**PASSAGE PROVIDED:**

I reverted this patch and did a few test (some of my test cases). None
turned out differently than before. Either the resources are not mapped
completely or they are mapped  (with pci=nocrs) and not accessible.

> It is entirely possible, but because of
> the very old code and how there are multiple passes, it might be
> impossible to use realloc without side effects for somebody. If you fix
> it for one scenario, it is possible that there is another scenario for
> which it will break due to the change. The only way to make everything
> work is a near complete rewrite of drivers/pci/setup-bus.c and
> potentially others, something I am working on, but is going to take a
> long time. And unlikely to ever be accepted.

While working on this issue, I looked (again) at this resource (re-)
allocation code. This is really confusing (at least to me) and I also think
that it needs a "near complete rewrite".
  
> Otherwise, it will take me a lot of grepping through dmesg to find the
> cause, which will take more time.

Sure.
  
> FYI, "lspci -vvv" is redundant because it can be produced from "lspci
> -xxxx" output.

I know. Its mainly for me to easily see the PCI devices listed quickly.
  
> A final note, Epyc CPUs can bifurcate x16 slots into x4/x4/x4/x4 in the
> BIOS setup, although you will probably not have the hotplug services
> provided by the PEX switch.

I think it should not matter for my current test with resource assignment,
how many PCIe lanes the PEX switch has connected to the PCI root port. Its
of course important for the bandwidth, but this is a completely different
issue.

Thanks,
Stefan

**SHORT TASK 1:** List every line of the records that contains the word "spectator".

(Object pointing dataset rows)
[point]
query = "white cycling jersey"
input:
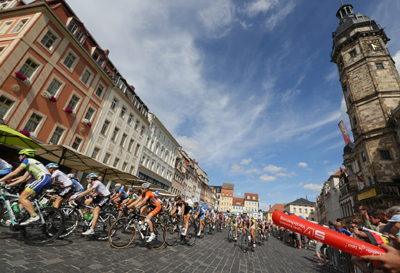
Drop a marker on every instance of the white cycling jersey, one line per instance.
(61, 178)
(100, 189)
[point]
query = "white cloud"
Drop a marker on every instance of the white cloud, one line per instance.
(246, 161)
(286, 174)
(267, 178)
(236, 168)
(303, 164)
(313, 187)
(273, 169)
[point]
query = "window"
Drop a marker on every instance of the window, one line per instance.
(33, 123)
(137, 125)
(48, 40)
(19, 26)
(73, 102)
(69, 60)
(5, 105)
(116, 162)
(28, 68)
(89, 114)
(106, 158)
(72, 27)
(123, 139)
(122, 114)
(385, 155)
(79, 36)
(137, 150)
(5, 27)
(58, 132)
(99, 90)
(130, 146)
(113, 104)
(53, 87)
(115, 134)
(130, 119)
(77, 143)
(86, 76)
(95, 152)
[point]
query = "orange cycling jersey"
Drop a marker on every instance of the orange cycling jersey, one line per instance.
(152, 199)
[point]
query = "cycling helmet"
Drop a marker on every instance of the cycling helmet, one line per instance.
(52, 166)
(146, 185)
(28, 152)
(92, 176)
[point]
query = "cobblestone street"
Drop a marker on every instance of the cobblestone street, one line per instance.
(210, 254)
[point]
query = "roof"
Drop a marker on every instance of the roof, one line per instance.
(228, 186)
(251, 196)
(237, 201)
(302, 201)
(280, 207)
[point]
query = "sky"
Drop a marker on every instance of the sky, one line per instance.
(246, 87)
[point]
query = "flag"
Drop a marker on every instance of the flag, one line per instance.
(344, 131)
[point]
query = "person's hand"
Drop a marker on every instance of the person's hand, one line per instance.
(389, 262)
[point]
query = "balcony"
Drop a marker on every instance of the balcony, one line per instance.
(379, 189)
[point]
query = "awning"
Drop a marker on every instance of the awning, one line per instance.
(64, 155)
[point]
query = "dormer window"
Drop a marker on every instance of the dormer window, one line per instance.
(72, 27)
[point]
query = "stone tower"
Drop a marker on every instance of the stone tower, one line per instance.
(371, 89)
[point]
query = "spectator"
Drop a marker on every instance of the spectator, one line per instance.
(339, 228)
(389, 262)
(355, 225)
(363, 211)
(320, 249)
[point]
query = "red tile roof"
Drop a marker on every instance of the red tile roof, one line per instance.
(280, 207)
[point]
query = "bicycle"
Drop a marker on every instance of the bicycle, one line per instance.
(49, 228)
(123, 232)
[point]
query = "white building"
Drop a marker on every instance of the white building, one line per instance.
(157, 163)
(330, 190)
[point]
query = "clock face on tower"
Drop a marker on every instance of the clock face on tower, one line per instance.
(369, 45)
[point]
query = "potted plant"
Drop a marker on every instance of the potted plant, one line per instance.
(25, 133)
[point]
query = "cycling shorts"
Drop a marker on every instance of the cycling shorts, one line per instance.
(100, 201)
(43, 182)
(63, 192)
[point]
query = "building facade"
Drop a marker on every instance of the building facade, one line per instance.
(371, 88)
(302, 207)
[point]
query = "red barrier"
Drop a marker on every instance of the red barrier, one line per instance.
(327, 236)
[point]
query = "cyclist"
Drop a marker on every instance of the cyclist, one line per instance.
(99, 201)
(119, 195)
(78, 188)
(149, 202)
(185, 209)
(41, 180)
(60, 178)
(199, 213)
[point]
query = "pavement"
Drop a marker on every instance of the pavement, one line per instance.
(213, 253)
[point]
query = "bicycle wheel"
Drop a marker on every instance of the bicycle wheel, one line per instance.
(173, 234)
(161, 236)
(122, 233)
(245, 242)
(43, 233)
(190, 237)
(103, 225)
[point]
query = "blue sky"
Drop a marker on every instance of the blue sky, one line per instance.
(246, 87)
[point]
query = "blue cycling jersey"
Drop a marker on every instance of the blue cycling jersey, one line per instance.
(123, 195)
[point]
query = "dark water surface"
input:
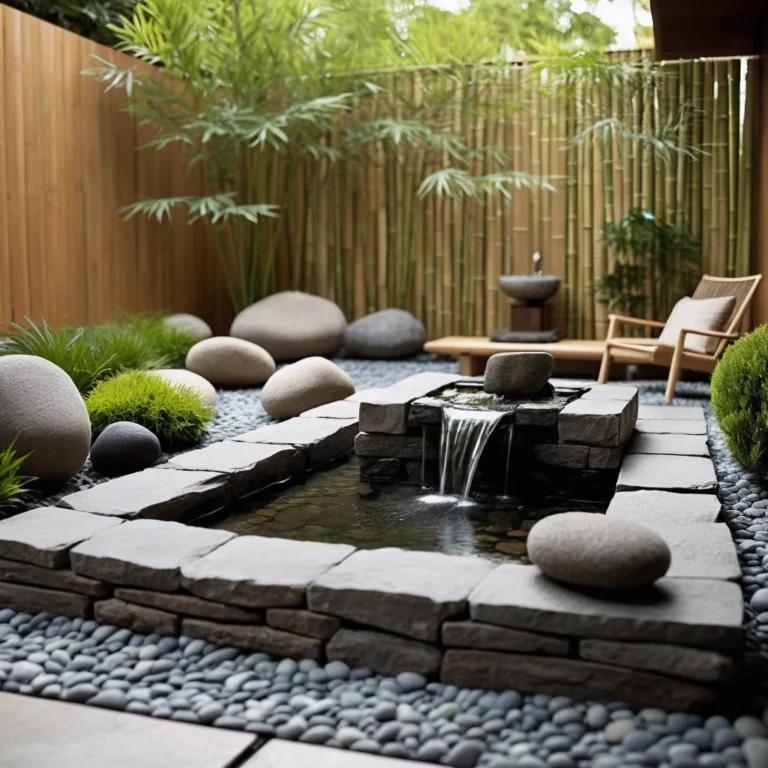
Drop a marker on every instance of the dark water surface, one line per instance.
(333, 506)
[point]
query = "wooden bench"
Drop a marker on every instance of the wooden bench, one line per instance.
(473, 351)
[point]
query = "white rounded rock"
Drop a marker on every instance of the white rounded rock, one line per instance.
(192, 324)
(230, 362)
(42, 411)
(183, 378)
(303, 385)
(591, 550)
(292, 325)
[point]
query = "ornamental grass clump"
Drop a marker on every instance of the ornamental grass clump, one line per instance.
(13, 485)
(740, 399)
(96, 352)
(176, 415)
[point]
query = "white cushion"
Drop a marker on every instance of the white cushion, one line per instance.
(706, 314)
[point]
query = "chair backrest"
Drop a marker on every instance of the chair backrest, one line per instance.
(741, 288)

**SHORT TASK 2:** In the message about PCI resource allocation, which option was used when the resources were mapped but not accessible?

**CORRECT RESULT 1:**
query = "spectator"
Drop a marker on every instance of the spectator, one line per instance.

**CORRECT RESULT 2:** pci=nocrs